WORK TO COMPLETE
(A) Please decide whether each statement agrees with the Feline Friends article, answering yes or no and quoting the deciding words: (i) Feline Friends has been caring for and rehoming cats for 21 years; (ii) Lesley Muncey has worked with the organization for ten years; (iii) this year's Kitten Ball will be held at the Dusit Thani Dubai.
(B) According to the Feline Friends article, how many calls a day does the hotline receive?

For the past 21 years, Dubai’s Feline Friends has been caring for and rehoming the UAE’s unwanted cats and kittens thanks to a network of generous volunteers and fosterers, who open up their homes to these abandoned and stray animals. It’s a difficult (and at times thankless) role, but in the six years that British expat Lesley Muncey has worked with the non-profit organisation, of which she is now chairperson, the group has been fortunate enough to find homes for hundreds of felines.
‘There are thousands of success stories, and they’re still happening all the time,’ she explains during our chat at her home. As well as caring for her own four cats, a tank full of fish and an African Grey parrot
called Clippy, she also looks after 12 fostered felines. And though she notes that Feline Friends has a network of excellent fosterers, some of whom look after multiple animals at a time, raising awareness of what the organisation does is a huge part of staying functional.
It’s also a great way of getting more volunteer foster carers on the books – something that’s vital to Feline Friends’ success.
This is where the Kitten Ball, taking place this year on Friday November 2, comes in. This year’s event will be held at the Dusit Thani Dubai and will feature prizes, music, dancing and a three-course dinner, and guests are urged to dress to impress.
When manning the Feline Friends hotline, Lesley explains that the biggest challenge she faces is handling the volume of calls from people who have found abandoned cats, especially when it’s almost impossible to help them all. ‘It’s challenging, but obviously it’s a necessity, because there’s nowhere else for these people to go. We probably get about 10 to 20 calls a day, and that’s before we start counting emails.’ The group has welcomed the arrival of new organisations, such as The Bin Kitty Collective (search Bin Kitty Collective on Facebook), and Friends of Animals (www.friendsofanimalsdxb.com); Lesley notes that Feline Friends is keen to join forces with other organisations in order to have a greater impact.

Collected data
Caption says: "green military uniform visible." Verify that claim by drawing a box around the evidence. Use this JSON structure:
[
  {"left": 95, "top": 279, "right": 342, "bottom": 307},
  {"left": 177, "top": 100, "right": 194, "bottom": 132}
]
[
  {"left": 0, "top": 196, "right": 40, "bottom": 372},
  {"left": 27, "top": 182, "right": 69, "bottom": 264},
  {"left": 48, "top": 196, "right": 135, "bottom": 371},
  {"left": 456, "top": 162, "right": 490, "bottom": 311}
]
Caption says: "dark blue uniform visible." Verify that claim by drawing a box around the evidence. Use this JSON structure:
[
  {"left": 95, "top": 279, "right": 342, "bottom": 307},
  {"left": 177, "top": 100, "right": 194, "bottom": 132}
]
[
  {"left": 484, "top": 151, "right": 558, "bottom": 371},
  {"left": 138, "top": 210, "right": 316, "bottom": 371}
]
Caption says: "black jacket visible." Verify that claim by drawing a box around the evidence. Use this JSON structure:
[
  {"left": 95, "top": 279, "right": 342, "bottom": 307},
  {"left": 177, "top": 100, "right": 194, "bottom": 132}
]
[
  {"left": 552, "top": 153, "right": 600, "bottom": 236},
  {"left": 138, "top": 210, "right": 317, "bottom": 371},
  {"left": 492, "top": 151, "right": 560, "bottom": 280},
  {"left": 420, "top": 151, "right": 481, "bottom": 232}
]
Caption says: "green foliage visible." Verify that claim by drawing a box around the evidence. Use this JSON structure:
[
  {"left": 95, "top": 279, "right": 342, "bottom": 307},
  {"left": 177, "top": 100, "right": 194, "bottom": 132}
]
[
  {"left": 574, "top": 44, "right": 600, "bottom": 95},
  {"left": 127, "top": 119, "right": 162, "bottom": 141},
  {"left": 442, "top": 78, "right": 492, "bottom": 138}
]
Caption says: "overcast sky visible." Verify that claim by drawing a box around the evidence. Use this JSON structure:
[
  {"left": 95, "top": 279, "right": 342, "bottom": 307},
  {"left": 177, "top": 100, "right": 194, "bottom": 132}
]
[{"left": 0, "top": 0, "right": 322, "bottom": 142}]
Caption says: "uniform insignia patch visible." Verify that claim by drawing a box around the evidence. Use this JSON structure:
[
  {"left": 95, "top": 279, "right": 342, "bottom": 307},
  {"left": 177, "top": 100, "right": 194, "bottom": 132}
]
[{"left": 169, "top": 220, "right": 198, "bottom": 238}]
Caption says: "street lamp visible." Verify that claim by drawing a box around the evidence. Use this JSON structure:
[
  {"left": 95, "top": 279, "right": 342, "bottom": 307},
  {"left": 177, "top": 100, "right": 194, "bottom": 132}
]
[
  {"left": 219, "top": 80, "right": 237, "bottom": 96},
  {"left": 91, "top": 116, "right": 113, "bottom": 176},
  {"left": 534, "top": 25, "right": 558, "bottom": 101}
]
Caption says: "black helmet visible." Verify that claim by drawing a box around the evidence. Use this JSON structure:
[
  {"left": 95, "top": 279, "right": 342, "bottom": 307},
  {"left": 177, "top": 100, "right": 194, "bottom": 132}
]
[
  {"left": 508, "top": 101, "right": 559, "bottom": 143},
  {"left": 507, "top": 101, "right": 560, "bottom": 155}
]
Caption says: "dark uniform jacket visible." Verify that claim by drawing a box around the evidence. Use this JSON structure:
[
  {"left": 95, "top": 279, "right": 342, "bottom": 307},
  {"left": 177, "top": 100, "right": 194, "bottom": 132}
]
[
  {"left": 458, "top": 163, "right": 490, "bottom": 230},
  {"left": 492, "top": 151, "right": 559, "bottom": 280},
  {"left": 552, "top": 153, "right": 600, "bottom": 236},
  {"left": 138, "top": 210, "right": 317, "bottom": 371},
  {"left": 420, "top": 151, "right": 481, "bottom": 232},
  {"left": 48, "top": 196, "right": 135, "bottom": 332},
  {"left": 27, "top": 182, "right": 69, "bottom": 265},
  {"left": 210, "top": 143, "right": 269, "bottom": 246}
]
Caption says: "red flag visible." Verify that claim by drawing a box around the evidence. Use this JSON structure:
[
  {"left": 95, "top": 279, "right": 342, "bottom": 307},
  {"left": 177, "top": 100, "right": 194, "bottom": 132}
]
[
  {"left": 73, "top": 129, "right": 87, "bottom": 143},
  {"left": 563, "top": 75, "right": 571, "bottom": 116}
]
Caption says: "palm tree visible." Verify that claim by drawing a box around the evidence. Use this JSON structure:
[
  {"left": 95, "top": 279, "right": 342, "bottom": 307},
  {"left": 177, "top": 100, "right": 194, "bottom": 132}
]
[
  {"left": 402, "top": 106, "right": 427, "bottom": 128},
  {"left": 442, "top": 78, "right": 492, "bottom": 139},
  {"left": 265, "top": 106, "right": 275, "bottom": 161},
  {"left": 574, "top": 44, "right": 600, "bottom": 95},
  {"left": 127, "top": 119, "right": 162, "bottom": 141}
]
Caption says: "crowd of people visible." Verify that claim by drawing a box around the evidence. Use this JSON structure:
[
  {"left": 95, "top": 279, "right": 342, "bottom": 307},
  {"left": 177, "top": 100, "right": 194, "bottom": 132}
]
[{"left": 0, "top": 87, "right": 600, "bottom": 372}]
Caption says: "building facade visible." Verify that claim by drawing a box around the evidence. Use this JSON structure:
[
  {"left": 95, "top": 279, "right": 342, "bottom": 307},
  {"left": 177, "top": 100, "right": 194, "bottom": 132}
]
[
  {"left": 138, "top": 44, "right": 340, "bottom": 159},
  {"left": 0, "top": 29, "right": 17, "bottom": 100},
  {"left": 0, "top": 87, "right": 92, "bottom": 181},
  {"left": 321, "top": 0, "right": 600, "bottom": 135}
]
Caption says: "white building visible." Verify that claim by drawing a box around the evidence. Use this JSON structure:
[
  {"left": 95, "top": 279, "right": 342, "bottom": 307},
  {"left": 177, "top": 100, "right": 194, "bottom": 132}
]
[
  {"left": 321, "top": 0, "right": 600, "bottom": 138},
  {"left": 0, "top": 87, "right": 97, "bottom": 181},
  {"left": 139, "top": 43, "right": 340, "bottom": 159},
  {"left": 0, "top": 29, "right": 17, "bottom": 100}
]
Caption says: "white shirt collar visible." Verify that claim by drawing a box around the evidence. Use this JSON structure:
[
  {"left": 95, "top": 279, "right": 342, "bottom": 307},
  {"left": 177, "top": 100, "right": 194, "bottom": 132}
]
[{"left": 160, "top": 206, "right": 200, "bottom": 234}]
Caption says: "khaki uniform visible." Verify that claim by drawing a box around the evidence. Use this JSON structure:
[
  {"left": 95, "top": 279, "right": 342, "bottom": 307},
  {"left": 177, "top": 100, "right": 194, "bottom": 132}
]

SOLUTIONS TO THE TASKS
(A)
(i) Yes: "For the past 21 years, Dubai’s Feline Friends has been caring for and rehoming the UAE’s unwanted cats and kittens"
(ii) No: "in the six years that British expat Lesley Muncey has worked with the non-profit organisation"
(iii) Yes: "This year’s event will be held at the Dusit Thani Dubai"

(B) About 10 to 20 calls a day, before counting emails.